#### EXCERPTED PASSAGE
———

In Saudi Arabia and Israel, Cheney received intelligence evaluations suggesting that in late February, Saddam attempted to head off a US offensive by transferring to al Qaeda nuclear devices — possibly radiological “dirty bombs” — or explosives and containers packed with viruses including smallpox. This deadly supply may have been cached in any of the following places — the United States, Israel, Saudi Arabia, territory controlled by the Palestinian Authority, Rome or Berlin – together with crews standing by for a signal to unleash them.
The vice president’s private talks with Israeli prime minister Ariel Sharon in Jerusalem this week, according to DEBKA-Net-Weekly‘s military sources, focused heavily on the possibility of a nuclear or biological terror attack on a US or Israeli target and means of prevention.
The two men reviewed highly sensitive data on the al-Qaeda base newly established in south Lebanon and the activities of Iraqi military intelligence agents on the West Bank in collusion with Arafat’s senior officers.
They examined the contingency of both having control of nuclear or biological devices – like fraternal terror cells in the United States. They also surveyed the top-secret input of US and Israeli intelligence on the threat of missiles tipped with nuclear, chemical or biological warheads being launched from a specially outfitted sea freighter, as well as ways the United States and Israel could combine to thwart a nuclear threat.
DEBKA-Net-Weekly‘s military analysts report that the American planners of the offensive against Saddam have been directed to diversify their scenarios. Whereas their initial instructions were to prepare a contingency plan for an American nuclear attack on the Iraqi leadership’s underground towns, including the complexes occupied by Saddam and his military, political and economic teams, they have now been told to draft a second-strike nuclear blueprint.

———

Dataset excerpts:
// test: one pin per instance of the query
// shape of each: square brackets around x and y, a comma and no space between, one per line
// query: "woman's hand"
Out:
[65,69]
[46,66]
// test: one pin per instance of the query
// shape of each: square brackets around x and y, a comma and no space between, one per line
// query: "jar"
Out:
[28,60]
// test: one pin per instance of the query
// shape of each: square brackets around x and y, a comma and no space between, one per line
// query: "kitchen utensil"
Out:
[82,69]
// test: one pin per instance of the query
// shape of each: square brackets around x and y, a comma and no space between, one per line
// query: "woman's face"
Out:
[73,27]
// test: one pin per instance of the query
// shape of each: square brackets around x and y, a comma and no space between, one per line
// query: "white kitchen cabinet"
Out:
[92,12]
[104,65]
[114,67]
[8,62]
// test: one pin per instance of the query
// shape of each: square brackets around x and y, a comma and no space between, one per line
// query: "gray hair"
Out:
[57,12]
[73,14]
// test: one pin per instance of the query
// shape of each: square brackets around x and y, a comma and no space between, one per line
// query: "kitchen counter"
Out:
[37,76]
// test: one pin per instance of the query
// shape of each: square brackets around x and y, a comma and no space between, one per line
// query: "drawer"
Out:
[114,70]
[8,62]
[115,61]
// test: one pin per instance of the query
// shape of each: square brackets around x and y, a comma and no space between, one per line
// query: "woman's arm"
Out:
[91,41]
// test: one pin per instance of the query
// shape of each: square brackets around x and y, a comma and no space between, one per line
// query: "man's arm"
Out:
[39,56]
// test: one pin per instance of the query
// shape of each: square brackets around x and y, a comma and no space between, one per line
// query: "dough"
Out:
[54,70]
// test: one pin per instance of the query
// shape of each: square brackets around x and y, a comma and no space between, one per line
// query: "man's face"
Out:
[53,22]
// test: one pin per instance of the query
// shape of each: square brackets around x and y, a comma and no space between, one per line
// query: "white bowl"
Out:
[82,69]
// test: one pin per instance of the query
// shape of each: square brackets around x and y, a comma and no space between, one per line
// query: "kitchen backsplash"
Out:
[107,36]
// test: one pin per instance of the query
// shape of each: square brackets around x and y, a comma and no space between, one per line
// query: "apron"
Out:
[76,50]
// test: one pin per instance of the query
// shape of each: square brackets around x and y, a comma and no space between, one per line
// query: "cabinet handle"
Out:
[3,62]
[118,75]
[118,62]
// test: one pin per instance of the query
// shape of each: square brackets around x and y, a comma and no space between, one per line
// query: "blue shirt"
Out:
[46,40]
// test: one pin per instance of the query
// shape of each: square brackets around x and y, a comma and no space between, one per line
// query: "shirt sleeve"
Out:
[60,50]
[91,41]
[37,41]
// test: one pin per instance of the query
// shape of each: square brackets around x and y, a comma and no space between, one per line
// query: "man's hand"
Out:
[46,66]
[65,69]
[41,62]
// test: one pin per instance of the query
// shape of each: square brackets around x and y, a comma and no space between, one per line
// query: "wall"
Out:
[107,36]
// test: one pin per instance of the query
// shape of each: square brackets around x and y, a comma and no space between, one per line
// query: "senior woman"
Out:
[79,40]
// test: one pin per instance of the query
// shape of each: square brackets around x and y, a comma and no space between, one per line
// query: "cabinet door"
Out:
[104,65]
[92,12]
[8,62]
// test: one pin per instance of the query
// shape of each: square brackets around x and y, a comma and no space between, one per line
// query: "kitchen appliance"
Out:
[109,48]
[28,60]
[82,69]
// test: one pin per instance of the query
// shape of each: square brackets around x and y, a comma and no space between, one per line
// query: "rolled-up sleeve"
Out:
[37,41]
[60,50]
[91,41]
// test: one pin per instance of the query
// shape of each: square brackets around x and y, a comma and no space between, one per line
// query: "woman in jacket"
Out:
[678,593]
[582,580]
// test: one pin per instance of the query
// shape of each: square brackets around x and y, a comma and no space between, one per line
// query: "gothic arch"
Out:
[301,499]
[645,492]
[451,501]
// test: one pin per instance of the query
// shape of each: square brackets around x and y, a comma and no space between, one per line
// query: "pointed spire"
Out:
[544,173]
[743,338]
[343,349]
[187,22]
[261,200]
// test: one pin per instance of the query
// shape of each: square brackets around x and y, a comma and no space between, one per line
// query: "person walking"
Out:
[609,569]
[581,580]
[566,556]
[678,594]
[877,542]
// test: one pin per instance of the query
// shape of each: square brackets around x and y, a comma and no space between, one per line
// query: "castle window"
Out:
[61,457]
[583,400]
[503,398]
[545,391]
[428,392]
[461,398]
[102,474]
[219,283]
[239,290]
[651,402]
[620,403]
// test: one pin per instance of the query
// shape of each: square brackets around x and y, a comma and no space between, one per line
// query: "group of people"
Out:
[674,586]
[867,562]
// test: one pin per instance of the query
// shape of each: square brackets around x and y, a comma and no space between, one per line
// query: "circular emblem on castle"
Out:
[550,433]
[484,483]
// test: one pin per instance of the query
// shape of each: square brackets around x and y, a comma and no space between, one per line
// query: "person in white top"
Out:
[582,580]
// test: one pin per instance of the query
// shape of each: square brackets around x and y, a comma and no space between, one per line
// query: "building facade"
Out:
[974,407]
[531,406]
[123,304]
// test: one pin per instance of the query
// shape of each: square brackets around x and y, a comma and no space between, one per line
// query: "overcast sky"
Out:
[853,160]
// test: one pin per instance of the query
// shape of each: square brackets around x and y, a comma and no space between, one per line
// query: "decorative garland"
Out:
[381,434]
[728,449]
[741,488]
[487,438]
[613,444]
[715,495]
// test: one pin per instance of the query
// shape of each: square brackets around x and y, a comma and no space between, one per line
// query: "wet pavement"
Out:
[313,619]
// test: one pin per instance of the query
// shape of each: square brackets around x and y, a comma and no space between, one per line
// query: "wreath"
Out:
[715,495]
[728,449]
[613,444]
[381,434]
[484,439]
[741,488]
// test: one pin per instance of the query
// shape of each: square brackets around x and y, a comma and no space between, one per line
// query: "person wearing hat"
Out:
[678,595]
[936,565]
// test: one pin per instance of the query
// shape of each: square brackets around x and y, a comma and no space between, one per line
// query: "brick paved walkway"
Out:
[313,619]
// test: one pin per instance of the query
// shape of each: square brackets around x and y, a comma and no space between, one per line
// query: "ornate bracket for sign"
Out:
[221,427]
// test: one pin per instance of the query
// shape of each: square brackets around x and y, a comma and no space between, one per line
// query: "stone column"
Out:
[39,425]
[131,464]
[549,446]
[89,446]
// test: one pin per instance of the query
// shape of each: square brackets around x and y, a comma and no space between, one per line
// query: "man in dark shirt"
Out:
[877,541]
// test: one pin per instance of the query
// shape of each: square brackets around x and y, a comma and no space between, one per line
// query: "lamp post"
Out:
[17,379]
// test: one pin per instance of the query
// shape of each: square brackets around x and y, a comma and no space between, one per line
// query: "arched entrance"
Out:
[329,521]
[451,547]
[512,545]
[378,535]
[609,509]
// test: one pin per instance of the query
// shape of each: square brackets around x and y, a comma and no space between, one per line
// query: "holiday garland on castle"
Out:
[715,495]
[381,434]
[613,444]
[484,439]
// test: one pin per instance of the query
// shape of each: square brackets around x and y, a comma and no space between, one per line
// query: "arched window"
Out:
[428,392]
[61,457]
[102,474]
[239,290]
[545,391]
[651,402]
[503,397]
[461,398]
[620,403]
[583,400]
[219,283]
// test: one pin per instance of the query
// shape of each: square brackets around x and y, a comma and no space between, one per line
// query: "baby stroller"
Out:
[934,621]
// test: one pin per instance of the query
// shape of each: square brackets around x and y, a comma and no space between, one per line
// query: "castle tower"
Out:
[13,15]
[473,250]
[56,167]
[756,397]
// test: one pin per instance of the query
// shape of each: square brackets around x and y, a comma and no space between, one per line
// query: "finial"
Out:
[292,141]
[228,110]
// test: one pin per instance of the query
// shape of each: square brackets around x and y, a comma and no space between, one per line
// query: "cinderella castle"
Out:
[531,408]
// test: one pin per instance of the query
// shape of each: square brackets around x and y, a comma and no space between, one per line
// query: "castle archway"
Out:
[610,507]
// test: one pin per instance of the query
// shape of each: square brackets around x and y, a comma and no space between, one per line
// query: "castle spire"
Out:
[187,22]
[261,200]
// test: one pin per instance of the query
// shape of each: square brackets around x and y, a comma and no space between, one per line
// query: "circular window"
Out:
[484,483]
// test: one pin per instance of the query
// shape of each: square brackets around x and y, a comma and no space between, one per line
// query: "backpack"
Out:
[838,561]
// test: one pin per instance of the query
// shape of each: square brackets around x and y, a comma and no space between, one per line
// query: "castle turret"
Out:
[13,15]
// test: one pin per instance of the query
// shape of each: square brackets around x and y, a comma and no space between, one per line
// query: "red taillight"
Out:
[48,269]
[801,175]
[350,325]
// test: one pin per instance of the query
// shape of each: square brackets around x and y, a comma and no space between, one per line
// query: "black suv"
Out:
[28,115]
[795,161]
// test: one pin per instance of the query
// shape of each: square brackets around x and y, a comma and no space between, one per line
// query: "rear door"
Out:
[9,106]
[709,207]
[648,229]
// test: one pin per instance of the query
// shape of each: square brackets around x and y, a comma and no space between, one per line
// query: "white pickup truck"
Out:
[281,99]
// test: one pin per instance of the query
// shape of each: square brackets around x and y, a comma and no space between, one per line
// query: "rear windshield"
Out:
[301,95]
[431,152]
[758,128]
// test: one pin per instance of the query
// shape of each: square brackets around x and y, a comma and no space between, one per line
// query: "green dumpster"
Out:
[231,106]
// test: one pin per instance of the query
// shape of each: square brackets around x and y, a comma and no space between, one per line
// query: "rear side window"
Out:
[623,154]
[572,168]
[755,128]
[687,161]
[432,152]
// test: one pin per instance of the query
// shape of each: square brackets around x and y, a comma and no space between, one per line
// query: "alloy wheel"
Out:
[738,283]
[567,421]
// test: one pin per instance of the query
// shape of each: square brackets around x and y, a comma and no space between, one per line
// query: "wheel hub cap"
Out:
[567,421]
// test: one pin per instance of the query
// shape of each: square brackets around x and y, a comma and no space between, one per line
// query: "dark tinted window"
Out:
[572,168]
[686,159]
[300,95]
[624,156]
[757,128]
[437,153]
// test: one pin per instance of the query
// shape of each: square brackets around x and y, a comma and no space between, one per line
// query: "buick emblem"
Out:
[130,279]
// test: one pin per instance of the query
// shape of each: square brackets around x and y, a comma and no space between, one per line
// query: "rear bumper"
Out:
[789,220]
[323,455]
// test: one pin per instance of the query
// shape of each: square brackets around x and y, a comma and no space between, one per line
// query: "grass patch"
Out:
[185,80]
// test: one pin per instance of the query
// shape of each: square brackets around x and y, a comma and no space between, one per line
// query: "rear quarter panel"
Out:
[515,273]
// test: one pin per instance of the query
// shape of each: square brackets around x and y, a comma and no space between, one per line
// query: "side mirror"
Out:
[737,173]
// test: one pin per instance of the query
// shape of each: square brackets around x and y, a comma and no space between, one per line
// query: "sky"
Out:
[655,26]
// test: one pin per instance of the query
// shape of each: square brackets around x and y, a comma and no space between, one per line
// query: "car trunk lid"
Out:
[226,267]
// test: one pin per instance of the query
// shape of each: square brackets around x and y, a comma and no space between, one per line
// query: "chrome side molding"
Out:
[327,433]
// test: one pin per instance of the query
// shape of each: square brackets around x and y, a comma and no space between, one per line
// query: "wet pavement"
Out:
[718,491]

———

#### EXERCISE SET
• a. Duplicate the passage on Cheney's talks, starting at "In Saudi Arabia" and ending at "to unleash them.".
• b. Translate this sentence from the passage on Cheney's talks into Spanish: "The two men reviewed highly sensitive data on the al-Qaeda base newly established in south Lebanon and the activities of Iraqi military intelligence agents on the West Bank in collusion with Arafat’s senior officers."
• c. In the passage on Cheney's talks, in which city did the vice president hold private talks with Ariel Sharon?

#### ANSWERS BY ITEM NUMBER
• a.
In Saudi Arabia and Israel, Cheney received intelligence evaluations suggesting that in late February, Saddam attempted to head off a US offensive by transferring to al Qaeda nuclear devices — possibly radiological “dirty bombs” — or explosives and containers packed with viruses including smallpox. This deadly supply may have been cached in any of the following places — the United States, Israel, Saudi Arabia, territory controlled by the Palestinian Authority, Rome or Berlin – together with crews standing by for a signal to unleash them.

• b. Los dos hombres revisaron datos sumamente delicados sobre la base de al-Qaeda recién establecida en el sur del Líbano y sobre las actividades de agentes de la inteligencia militar iraquí en Cisjordania en connivencia con altos oficiales de Arafat.

• c. Jerusalem.